Excerpt to read
Bulletin 191 - 2009 September 17

  1. Preparation for departure of SX-6
  2. SUN Constellation System at BoM
  3. SUN Supercomputer at NCI National Facility
  4. CSIRO Data Store
  5. CSIRO Data Store - Over-writing files
  6. CSIRO cluster - burnet and nelson storage reconfiguration: downtime
  7. CSIRO ASC Software Upgrades and Default Changes

1. Preparation for departure of SX-6

As mentioned in the previous HPCbull - the SX-6 will be replaced with SUN Constellation systems at the BOM and at NCI-NF.

1.1 CSIRO users - migration must be completed by early December

Migration to NCI-NF, ASC shared systems (burnet,cherax) or other partner facilities, should be completed by early December. After this time, the CSIRO SX-6 nodes (sx600-sx604) will no longer be available.

This will reduce CCF power consumption and hence allow sufficient power to run production codes in parallel on both the SUN constellation and SX-6.

As mentioned in item 3 (below), the new SUN Supercomputer at NCI-NF is expected to be available before the end of this month.

1.2 BoM/CAWCR users - migration to flurry and NCI-NF

The flurry cluster at BoM has a very similar environment to the BoM SUN Constellation system. The operating system is very similar and the same batch scheduler (SGE), compiler suites (SUN and Intel) and MPI (OpenMPI) libraries are available.

The NCI-NF's XE and SUN Constellation systems are available to CAWCR users through the CSIRO partner share. See item 3 (below) for details on how to get access.

Please contact the helpdesk (hpchelp@csiro.au or hpchelp@hpccc.gov.au) ASAP if you require assistance, and we will help you to get prepared for the departure of the SX-6.

[ page top ]



2. SUN Constellation System at BoM

Migration of BoM production codes (NMOC Operational systems) to the SUN supercomputer is well underway on the Exemplar porting system (small scale version of the new supercomputer) and on flurry.

Most elements of most systems have been tested and checked however the testing by NMOC and CAWCR staff cannot be exhaustive due to restrictions set by the small scale systems available.

[ page top ]



3. SUN Supercomputer at NCI National Facility

The following announcement was recently made to all NCI National Facility users:

"As previously emailed, the NF's SGI Altix (AC) will end its production service in a couple of weeks to be replaced by the first stage of the new Sun service. The approximate timeline (within a day or two) for this transition is:

  • Sept 18: Users to get access to the new system
  • Sept 22: AC compute service terminates
  • Oct 5: AC filesystems are no longer available

We apologise that these times are a bit imprecise at the moment - we will contact you again when the schedule is clearer and with login details etc. Unfortunately, we are progressing on a very tight timeline which will allow very little overlap of the old and new service. Although the user environment of the new system will be similar to AC, the architecture of the two systems is quite different. They have different CPUs and instruction sets, interconnects, MPI libraries, global filesystems etc. But as has been mentioned previously, the new system is, architecturally, very similar to the XE system. If you have tested your applications on XE, you can be confident of making a smooth transition.

What to do
- A) Summarize Bulletin 191 in three sentences.
- B) Reproduce the passage of Bulletin 191 from "1.2 BoM/CAWCR users" to "of the SX-6.".

Labeled-object pointing records
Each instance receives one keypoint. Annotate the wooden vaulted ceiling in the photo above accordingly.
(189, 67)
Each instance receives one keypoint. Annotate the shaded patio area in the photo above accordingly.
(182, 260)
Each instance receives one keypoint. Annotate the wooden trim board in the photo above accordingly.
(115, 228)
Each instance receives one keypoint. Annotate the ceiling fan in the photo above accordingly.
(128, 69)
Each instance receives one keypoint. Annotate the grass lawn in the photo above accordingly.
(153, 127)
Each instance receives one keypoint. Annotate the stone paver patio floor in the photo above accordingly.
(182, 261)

Worked answers
- A) Bulletin 191 reports that the SX-6 will be replaced by SUN Constellation systems at BoM and NCI-NF, that CSIRO users must complete migration by early December, and that BoM/CAWCR users can move to flurry or to NCI-NF through the CSIRO partner share. Migration of BoM production codes to the SUN supercomputer is well underway on the Exemplar porting system and on flurry, although testing cannot be exhaustive because of the small-scale systems available. At NCI-NF, the SGI Altix (AC) is being replaced by a new Sun service that is architecturally very similar to the XE system, on an approximate timeline of user access on Sept 18, the end of AC compute service on Sept 22, and the end of AC filesystem availability on Oct 5.

- B)
1.2 BoM/CAWCR users - migration to flurry and NCI-NF

The flurry cluster at BoM has a very similar environment to the BoM SUN Constellation system. The operating system is very similar and the same batch scheduler (SGE), compiler suites (SUN and Intel) and MPI (OpenMPI) libraries are available.

The NCI-NF's XE and SUN Constellation systems are available to CAWCR users through the CSIRO partner share. See item 3 (below) for details on how to get access.

Please contact the helpdesk (hpchelp@csiro.au or hpchelp@hpccc.gov.au) ASAP if you require assistance, and we will help you to get prepared for the departure of the SX-6.